**Kutipan Dokumen:**

Tetapi, awal 1990-an, harga cengkih anjlok hingga Rp2.500 per kilogram. “Masyarakat kecewa. Sebagian mereka menebang, menggantinya tanaman buahan, seperti mangga dan pisang. Ternyata tidak mengembalikan kondisi ekonomi seperti sebelumnya. Harganya terlalu murah.  Pohon mangga banyak ditebang, hanya pisang yang menghasilkan sebab dijadikan keripik pisang,” jelasnya.

Akibatnya terjadi “gelombang kedua” kepergiaan masyarakat di Pulau Nangka. Mereka mencari kehidupan baru di luar. “Tersisa sekitar 23 kepala keluarga. Tapi keturunan 23 kepala keluarga itu kini berkembang menjadi 100-an keluarga,” kata Marsidi yang pernah menjadi kepala dusun selama 23 tahun.

Baca juga: Perairan Tuing yang Dijaga Suku Lom, Kini Terancam Tambang Timah

 

Seorang nelayan mengakut hasil tangkapannya yang akan dijual di Desa Tanjung Pura, Kabupaten Bangka. Foto: Nopri Ismi/Mongabay Indonesia

 

Sebagai informasi, pada 1991, pemerintah Orde Baru mendirikan Badan Penyangga dan Pemasaran Cengkeh [BPPC] yang dipimpin Tommy Soeharto. BPPC menjadi  satu-satunya pihak yang dapat membeli cengkih dari petani dengan harga semurahnya, dan menjualnya ke pabrik rokok dengan harga mahal. Pada Mei 1998, sebagai bagian reformasi yang dimandatkan IMF untuk mengakhiri monopoli, Presiden Soeharto pun setuju membubarkan BPPC. 

Berdasarkan pantauan Mongabay Indonesia, kondisi hutan mangrove di Pulau Nangka, Pulau Begadung, dan Pulau Pelepas, masih baik kondisinya. Jenisnya hampir sama seperti di Pulau Bangka, seperti perepat, bakau, api-api, nyatoh dan lainnya. Selain itu sebagian wilayah juga dipenuhi tutupan pohon, kelapa, durian, mangga, nangka, sukun, rambutan, pisang, serta pohon cengkih yang rata-rata tingginya kisaran 10-15 meter.

**Data Baris:**
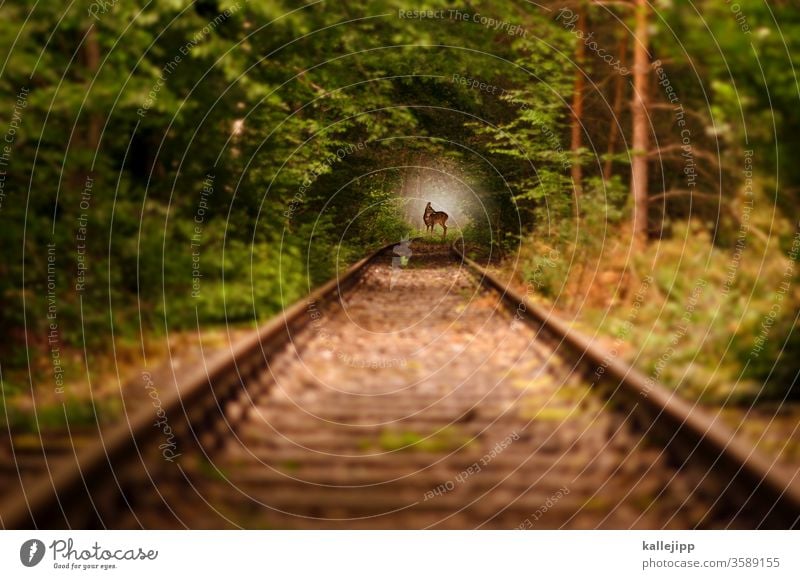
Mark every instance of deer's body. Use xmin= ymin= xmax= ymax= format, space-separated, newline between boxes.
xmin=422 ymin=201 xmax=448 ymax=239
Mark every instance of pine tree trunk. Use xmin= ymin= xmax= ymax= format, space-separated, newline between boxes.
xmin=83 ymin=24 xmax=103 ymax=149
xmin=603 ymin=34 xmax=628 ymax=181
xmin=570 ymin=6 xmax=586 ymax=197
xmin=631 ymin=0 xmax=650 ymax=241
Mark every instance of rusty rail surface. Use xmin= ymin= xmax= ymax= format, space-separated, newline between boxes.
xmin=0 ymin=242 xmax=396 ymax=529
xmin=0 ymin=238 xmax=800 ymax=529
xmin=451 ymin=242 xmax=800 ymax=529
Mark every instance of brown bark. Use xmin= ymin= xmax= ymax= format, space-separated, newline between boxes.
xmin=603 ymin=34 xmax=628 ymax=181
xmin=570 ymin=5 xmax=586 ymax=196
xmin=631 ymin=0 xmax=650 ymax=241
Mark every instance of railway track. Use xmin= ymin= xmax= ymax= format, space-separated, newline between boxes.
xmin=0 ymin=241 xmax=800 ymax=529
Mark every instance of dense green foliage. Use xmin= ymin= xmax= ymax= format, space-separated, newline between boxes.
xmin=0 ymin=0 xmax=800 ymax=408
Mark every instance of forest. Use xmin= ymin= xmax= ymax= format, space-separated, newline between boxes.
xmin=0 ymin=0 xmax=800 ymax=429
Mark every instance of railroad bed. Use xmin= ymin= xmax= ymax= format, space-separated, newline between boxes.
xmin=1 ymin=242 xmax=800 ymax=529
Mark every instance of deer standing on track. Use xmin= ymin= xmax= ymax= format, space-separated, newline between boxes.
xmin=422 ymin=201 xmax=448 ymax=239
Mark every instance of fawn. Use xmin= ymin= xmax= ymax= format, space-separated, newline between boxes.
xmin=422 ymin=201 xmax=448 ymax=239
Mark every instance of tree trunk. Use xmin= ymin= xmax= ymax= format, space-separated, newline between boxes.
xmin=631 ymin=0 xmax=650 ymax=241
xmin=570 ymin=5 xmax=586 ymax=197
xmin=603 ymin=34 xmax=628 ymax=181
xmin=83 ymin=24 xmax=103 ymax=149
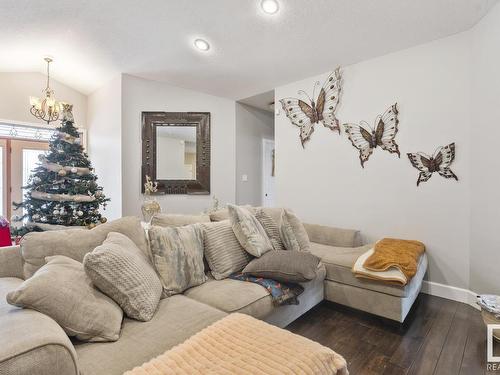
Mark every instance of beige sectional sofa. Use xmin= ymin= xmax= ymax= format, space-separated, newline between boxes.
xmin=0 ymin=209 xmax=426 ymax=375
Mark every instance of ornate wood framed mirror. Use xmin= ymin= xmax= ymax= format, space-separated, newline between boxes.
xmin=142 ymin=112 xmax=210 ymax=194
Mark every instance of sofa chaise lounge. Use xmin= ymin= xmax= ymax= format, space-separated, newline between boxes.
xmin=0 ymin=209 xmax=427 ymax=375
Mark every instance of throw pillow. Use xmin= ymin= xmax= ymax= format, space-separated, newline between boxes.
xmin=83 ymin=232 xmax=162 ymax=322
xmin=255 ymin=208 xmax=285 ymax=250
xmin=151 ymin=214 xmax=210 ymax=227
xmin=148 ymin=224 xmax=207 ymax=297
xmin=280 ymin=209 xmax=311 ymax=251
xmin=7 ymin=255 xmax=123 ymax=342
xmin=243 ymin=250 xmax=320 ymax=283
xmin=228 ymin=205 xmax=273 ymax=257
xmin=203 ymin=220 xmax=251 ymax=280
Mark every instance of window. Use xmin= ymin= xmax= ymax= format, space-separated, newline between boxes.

**Soal Latihan:**
1 > Terjemahkan ke dalam bahasa Inggris kalimat dari kutipan dokumen ini: "Sebagai informasi, pada 1991, pemerintah Orde Baru mendirikan Badan Penyangga dan Pemasaran Cengkeh [BPPC] yang dipimpin Tommy Soeharto."
2 > Salin bagian kutipan dokumen mulai dari "Seorang nelayan mengakut" sampai dengan "setuju membubarkan BPPC.", termasuk kata-kata penutup itu.

**Jawaban Soal:**
1 > For context, in 1991 the New Order government established the Clove Buffer and Marketing Agency [BPPC], led by Tommy Soeharto.

2 >
Seorang nelayan mengakut hasil tangkapannya yang akan dijual di Desa Tanjung Pura, Kabupaten Bangka. Foto: Nopri Ismi/Mongabay Indonesia

 

Sebagai informasi, pada 1991, pemerintah Orde Baru mendirikan Badan Penyangga dan Pemasaran Cengkeh [BPPC] yang dipimpin Tommy Soeharto. BPPC menjadi  satu-satunya pihak yang dapat membeli cengkih dari petani dengan harga semurahnya, dan menjualnya ke pabrik rokok dengan harga mahal. Pada Mei 1998, sebagai bagian reformasi yang dimandatkan IMF untuk mengakhiri monopoli, Presiden Soeharto pun setuju membubarkan BPPC.